§ Données extraites
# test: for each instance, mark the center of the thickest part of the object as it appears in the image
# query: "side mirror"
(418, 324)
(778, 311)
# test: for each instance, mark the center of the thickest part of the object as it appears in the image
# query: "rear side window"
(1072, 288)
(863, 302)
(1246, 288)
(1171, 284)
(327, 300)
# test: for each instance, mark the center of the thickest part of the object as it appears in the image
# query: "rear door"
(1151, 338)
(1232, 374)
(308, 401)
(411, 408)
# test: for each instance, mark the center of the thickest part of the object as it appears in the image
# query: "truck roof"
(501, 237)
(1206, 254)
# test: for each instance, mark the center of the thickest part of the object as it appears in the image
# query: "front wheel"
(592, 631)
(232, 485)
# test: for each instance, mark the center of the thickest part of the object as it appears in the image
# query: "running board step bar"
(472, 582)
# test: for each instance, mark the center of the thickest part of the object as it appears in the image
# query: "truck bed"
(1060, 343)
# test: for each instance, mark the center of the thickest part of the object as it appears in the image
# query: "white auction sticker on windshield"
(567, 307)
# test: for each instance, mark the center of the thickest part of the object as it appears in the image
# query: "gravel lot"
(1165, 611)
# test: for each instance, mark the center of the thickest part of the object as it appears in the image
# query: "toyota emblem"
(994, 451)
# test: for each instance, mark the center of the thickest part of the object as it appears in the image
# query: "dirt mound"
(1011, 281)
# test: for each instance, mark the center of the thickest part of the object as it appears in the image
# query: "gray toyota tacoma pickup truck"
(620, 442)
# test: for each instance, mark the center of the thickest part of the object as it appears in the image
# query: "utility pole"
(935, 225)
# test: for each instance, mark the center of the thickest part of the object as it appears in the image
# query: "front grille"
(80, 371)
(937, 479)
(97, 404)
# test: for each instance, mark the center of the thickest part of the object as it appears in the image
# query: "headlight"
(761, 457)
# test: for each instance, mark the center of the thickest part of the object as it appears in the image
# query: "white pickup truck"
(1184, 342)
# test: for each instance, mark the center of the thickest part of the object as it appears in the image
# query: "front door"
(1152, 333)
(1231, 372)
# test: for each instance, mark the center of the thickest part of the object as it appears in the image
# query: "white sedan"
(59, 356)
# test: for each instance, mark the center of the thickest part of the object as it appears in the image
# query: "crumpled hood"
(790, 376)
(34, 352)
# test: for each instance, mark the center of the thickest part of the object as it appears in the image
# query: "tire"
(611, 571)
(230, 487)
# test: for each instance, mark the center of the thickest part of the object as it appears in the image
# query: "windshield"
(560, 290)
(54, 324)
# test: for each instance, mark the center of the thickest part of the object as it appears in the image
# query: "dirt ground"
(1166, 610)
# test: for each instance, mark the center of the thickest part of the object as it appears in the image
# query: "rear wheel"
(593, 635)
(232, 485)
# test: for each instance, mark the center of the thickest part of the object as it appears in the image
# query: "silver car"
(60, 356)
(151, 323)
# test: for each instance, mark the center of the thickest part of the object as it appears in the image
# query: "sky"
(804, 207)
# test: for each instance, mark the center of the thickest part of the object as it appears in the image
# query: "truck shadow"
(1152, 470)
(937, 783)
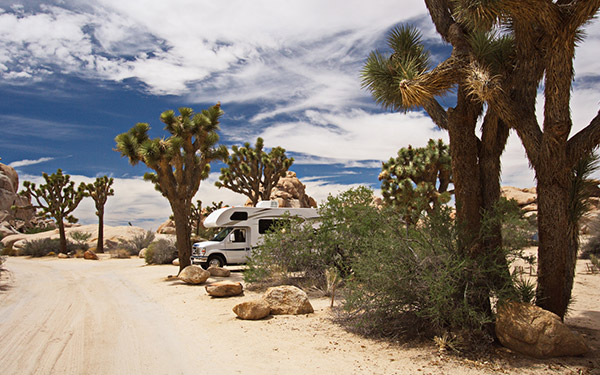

§ Consigne écrite
Présentez toutes les entrées ci-dessus sous forme de liste numérotée, sans les lignes vides, et veuillez ne pas inclure les images dans la réponse.

§ Bonne réponse
1. # test: for each instance, mark the center of the thickest part of the object as it appears in the image
2. # query: "side mirror"
3. (418, 324)
4. (778, 311)
5. # test: for each instance, mark the center of the thickest part of the object as it appears in the image
6. # query: "rear side window"
7. (1072, 288)
8. (863, 302)
9. (1246, 288)
10. (1171, 284)
11. (327, 300)
12. # test: for each instance, mark the center of the thickest part of the object as it appears in the image
13. # query: "rear door"
14. (1151, 338)
15. (1232, 374)
16. (308, 401)
17. (411, 408)
18. # test: for each instance, mark the center of the thickest part of the object as it appears in the image
19. # query: "truck roof"
20. (501, 237)
21. (1206, 254)
22. # test: for each instance, mark the center of the thickest part of the object as it appears in the image
23. # query: "front wheel"
24. (592, 631)
25. (232, 485)
26. # test: for each instance, mark the center of the thickest part of the object as it appears in the image
27. # query: "running board step bar"
28. (472, 582)
29. # test: for each instance, mark the center of the thickest part of the object as it appears in the image
30. # query: "truck bed"
31. (1060, 343)
32. # test: for each instance, mark the center of the thickest part of the object as it appears in the image
33. # query: "white auction sticker on windshield"
34. (567, 307)
35. # test: for each instance, mark the center of the thickest part of the object as it appears in the image
36. # query: "gravel lot"
37. (1165, 611)
38. # test: for each instance, mark the center of the thickest part of the object as it appears in the image
39. # query: "toyota emblem"
40. (994, 451)
41. # test: for each instance, mark the center of the thickest part of the object as it appears in the image
42. # query: "dirt mound"
43. (1011, 281)
44. # test: for each instance, mark the center of the thickest part of the object as it appears in the image
45. # query: "gray toyota tacoma pickup truck"
46. (620, 442)
47. # test: for each instance, mark the center of the thickest part of the object as it appears in the image
48. # query: "utility pole"
49. (935, 225)
50. # test: for each instance, mark the center of the thickest part of the object as it appears in the image
51. # query: "front grille"
52. (80, 371)
53. (937, 479)
54. (97, 404)
55. # test: for each instance, mark the center of the thickest part of the object as it appears in the image
56. # query: "headlight"
57. (761, 457)
58. # test: for each instance, mark the center of the thickest part of the object as it appears in the image
59. # query: "white pickup truck"
60. (1184, 342)
61. # test: for each instance, mark the center of the thickest part of the object as it appears in the image
62. # query: "front door"
63. (1152, 333)
64. (1231, 372)
65. # test: for each instance, mark the center of the thickest part of the object as it appears in the image
66. # query: "white sedan"
67. (59, 356)
68. # test: for each instance, mark the center of the thickest part of the object as it appears in the image
69. # query: "crumpled hood"
70. (790, 376)
71. (34, 352)
72. # test: for each instance, mark the center of the thickest part of the object as it appears in the image
73. # query: "tire"
74. (611, 571)
75. (230, 487)
76. # test: for each instance, mark the center of the thickest part of the object as it appears in the image
77. # query: "windshield"
78. (560, 290)
79. (54, 324)
80. # test: for each instance, mark the center of the thickest part of the object as it appears in the image
81. # query: "dirt ground"
82. (1166, 610)
83. # test: for each instance, mark the center of the thickest part of the object as it appears in the image
84. # query: "rear wheel"
85. (593, 635)
86. (232, 485)
87. # test: for each instance, mark the center of the thickest part of the object as it appears in the image
88. # query: "silver car"
89. (60, 356)
90. (151, 323)
91. # test: for each instance, mark the center of the thickest part of the object as it appears in the image
92. # query: "sky"
93. (804, 207)
94. # test: for each instance, mark the center of the thickest part of the object as it appears in the image
95. # query: "truck shadow"
96. (1152, 470)
97. (937, 783)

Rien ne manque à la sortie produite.